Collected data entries
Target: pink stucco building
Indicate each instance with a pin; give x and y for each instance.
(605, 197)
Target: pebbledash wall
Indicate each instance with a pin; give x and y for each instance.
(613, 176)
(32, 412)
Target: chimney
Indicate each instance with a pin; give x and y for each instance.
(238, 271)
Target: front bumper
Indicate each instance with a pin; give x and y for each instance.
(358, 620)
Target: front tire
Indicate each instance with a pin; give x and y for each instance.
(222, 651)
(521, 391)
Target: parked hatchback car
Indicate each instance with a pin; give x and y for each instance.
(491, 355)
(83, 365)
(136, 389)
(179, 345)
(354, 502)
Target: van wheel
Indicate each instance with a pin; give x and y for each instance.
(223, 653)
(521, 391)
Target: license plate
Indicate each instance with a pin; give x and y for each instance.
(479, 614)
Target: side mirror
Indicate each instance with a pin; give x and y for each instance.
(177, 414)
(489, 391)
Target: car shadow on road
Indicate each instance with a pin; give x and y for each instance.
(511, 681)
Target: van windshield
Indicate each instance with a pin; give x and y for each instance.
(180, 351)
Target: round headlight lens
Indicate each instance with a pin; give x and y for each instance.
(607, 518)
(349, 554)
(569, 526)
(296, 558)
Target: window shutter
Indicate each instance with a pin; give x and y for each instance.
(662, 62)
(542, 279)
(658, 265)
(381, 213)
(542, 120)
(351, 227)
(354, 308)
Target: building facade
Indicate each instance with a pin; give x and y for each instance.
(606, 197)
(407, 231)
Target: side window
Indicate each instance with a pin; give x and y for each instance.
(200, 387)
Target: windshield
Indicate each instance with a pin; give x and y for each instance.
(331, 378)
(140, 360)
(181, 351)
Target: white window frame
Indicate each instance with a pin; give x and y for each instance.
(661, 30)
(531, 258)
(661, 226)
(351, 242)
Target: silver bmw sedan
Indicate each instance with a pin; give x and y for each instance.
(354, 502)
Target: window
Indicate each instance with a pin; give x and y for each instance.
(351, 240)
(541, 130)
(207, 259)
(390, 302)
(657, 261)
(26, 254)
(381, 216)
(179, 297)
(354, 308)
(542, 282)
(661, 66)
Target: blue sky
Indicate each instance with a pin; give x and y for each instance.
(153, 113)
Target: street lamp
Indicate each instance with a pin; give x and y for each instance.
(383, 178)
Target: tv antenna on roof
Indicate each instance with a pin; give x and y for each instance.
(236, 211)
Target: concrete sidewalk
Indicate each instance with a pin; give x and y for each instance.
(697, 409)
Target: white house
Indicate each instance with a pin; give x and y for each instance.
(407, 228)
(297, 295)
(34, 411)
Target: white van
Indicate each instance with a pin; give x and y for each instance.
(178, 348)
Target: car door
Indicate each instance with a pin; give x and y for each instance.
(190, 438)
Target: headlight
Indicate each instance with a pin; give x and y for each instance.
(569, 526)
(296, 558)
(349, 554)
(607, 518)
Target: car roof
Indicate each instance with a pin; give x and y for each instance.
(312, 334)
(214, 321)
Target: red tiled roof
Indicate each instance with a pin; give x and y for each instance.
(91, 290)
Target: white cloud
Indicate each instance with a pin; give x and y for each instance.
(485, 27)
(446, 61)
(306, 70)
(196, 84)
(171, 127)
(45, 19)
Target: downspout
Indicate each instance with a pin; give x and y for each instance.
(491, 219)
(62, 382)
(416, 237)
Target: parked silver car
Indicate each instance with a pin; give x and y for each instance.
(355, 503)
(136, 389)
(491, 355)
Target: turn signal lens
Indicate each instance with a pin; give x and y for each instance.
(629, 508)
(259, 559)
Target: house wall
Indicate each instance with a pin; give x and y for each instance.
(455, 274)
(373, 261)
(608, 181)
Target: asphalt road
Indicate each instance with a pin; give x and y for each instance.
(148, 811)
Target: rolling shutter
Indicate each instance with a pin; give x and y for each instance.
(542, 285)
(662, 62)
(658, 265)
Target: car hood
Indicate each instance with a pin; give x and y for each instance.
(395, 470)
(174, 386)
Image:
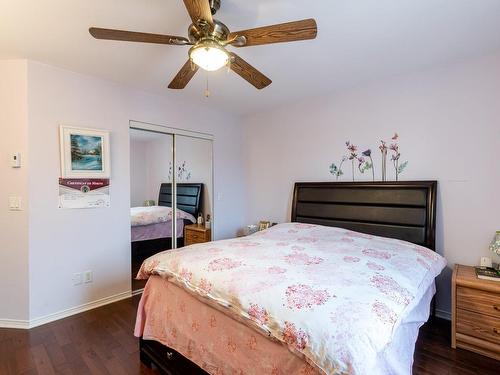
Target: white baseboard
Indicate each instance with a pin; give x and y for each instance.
(25, 324)
(137, 291)
(14, 323)
(443, 314)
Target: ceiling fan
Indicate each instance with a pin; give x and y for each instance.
(209, 39)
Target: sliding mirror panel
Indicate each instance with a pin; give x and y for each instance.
(194, 189)
(151, 177)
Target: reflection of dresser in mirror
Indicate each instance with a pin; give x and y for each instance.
(195, 233)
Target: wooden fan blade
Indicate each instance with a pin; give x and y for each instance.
(184, 76)
(248, 72)
(132, 36)
(199, 10)
(283, 32)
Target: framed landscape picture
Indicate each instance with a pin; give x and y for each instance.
(84, 153)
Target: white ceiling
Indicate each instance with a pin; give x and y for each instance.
(358, 41)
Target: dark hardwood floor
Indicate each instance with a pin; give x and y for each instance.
(100, 341)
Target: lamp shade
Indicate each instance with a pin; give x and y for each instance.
(209, 56)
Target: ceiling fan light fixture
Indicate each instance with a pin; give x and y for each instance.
(209, 56)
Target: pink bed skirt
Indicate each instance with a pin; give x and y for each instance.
(213, 340)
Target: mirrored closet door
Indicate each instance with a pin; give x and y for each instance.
(171, 187)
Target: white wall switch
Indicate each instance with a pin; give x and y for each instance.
(15, 204)
(87, 276)
(15, 160)
(77, 278)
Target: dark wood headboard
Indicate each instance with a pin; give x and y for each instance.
(189, 197)
(404, 210)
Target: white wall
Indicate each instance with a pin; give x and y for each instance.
(63, 242)
(449, 123)
(14, 182)
(159, 157)
(138, 173)
(197, 153)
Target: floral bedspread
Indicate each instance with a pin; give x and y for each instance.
(332, 295)
(155, 214)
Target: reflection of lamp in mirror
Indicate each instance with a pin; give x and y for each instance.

» **Written task**:
Take the line that contains "Target: car hood" as the first and the last line of the records as the end, and please quote those lines exactly, pictures omitted.

» **Task result**:
Target: car hood
Indicate each instance with a pin; give x and y for each instance.
(395, 470)
(174, 386)
Image:
Target: white baseboard
Indicate each instance with a pin; give x and y for each instance.
(25, 324)
(137, 291)
(14, 323)
(443, 314)
Target: ceiling fan
Indicate each instance with a pin; give x and y for each instance.
(209, 39)
Target: sliding mirror panel
Indicate each instance with a pin; give x and y for each instance.
(194, 189)
(151, 177)
Target: reflection of dresser in mirror
Indicate each instance with a pin; give x and y for each instance.
(195, 233)
Target: wooden fan blade
Indicate each instance with a pin; give x and y for each instance.
(184, 76)
(248, 72)
(132, 36)
(199, 10)
(283, 32)
Target: framed landscape picture
Indicate each instance with a pin; give x and y for each instance.
(84, 153)
Target: white ceiling
Indicate each instance with a pin; give x and y for each instance.
(358, 41)
Target: dark hardwood floor
Indicate each instance with a pin; give x and y for each instance.
(100, 341)
Target: lamp shade
Indicate each instance with a pin; give x and y for each instance.
(209, 56)
Target: ceiling fan light fixture
Indicate each instance with a pin; give x and y for each instance.
(209, 56)
Target: pink bed skirt
Indicate each instance with a pin; give x and y for each instance.
(213, 340)
Target: mirrored closet door
Indicate each instance with a pin; give x and y for each instance.
(171, 187)
Target: white wall switch
Indicate each instance with a pin; give x and y for each instance.
(15, 204)
(87, 276)
(15, 160)
(77, 278)
Target: dark wood headboard
Indicate each instance with a pin; give x and y for each instance.
(189, 197)
(404, 210)
Target: white wall
Indicate each instance with a pin; give x and y for each instance.
(63, 242)
(449, 123)
(14, 182)
(159, 157)
(138, 173)
(197, 153)
Target: floral bedspread
Indicate each instance with a pin; give x and y for each instance.
(332, 295)
(155, 214)
Target: reflection of lamp in mirror
Indicate each instance with a pin; give x and y for each instance.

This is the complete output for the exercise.